_Provided records_:
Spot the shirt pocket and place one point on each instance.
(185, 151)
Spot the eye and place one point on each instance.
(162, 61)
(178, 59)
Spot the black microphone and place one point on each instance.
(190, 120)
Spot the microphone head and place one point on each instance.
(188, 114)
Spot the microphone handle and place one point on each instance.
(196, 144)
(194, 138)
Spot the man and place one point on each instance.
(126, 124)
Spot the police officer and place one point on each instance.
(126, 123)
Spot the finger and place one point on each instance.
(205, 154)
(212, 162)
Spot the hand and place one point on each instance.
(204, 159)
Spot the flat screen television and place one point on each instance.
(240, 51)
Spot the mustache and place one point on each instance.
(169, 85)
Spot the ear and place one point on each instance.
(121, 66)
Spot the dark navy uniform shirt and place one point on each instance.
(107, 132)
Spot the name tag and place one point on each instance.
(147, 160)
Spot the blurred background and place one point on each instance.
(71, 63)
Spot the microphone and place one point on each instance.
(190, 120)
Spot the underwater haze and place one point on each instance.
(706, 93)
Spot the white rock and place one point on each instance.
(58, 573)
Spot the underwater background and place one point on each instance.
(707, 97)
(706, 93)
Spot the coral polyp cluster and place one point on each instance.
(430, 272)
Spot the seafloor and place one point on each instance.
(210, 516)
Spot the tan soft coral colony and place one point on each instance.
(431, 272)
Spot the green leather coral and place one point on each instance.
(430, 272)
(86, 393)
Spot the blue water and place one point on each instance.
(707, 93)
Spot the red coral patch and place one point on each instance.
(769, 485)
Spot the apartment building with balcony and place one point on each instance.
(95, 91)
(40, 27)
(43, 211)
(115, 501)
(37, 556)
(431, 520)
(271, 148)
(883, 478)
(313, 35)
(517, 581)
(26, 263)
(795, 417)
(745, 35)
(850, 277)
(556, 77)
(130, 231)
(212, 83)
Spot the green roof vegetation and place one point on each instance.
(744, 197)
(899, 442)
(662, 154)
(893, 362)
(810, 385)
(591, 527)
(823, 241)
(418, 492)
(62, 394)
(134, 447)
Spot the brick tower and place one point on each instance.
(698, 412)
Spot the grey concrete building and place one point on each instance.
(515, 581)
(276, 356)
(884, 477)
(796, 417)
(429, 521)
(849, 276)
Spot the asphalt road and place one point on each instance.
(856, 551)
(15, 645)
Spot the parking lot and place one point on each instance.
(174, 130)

_Goal of the exercise_: Copy word for word the lines starting at the one that contains "Spot the dark" and ending with the last line, both included.

_Full solution_:
Spot the dark navy uniform shirt and place one point on each instance.
(107, 132)
Spot the name tag and place one point on each instance.
(147, 160)
Spot the blurred background and place one point on each instance.
(71, 63)
Spot the microphone and place one point on each instance.
(190, 120)
Spot the underwater haze and place one point on each instance.
(706, 93)
Spot the white rock and place one point on each instance.
(58, 573)
Spot the underwater background and place one point on each instance.
(707, 97)
(706, 93)
Spot the coral polyp cluster and place one point on each instance.
(430, 272)
Spot the seafloor and place one point on each instance.
(210, 516)
Spot the tan soft coral colony and place one point on each instance.
(431, 272)
Spot the green leather coral and place one point on each instance.
(430, 272)
(86, 393)
Spot the blue water and place one point on each instance.
(707, 93)
Spot the red coral patch and place one point on each instance.
(769, 485)
Spot the apartment building with balcony and place one point on each instance.
(95, 91)
(40, 27)
(43, 211)
(115, 501)
(37, 556)
(431, 520)
(271, 148)
(883, 478)
(313, 35)
(517, 581)
(26, 263)
(795, 417)
(745, 35)
(850, 277)
(556, 77)
(130, 231)
(212, 83)
Spot the green roof vegetation and place one point on each instance.
(744, 197)
(899, 442)
(662, 154)
(893, 362)
(810, 385)
(591, 527)
(823, 241)
(418, 492)
(62, 394)
(134, 447)
Spot the brick tower and place one point on each instance.
(698, 412)
Spot the grey concrete building and place one point on each instance.
(515, 581)
(276, 356)
(884, 477)
(796, 417)
(429, 521)
(849, 276)
Spot the asphalt road and place one point on each instance.
(856, 551)
(15, 645)
Spot the parking lot and place one point on each instance.
(174, 130)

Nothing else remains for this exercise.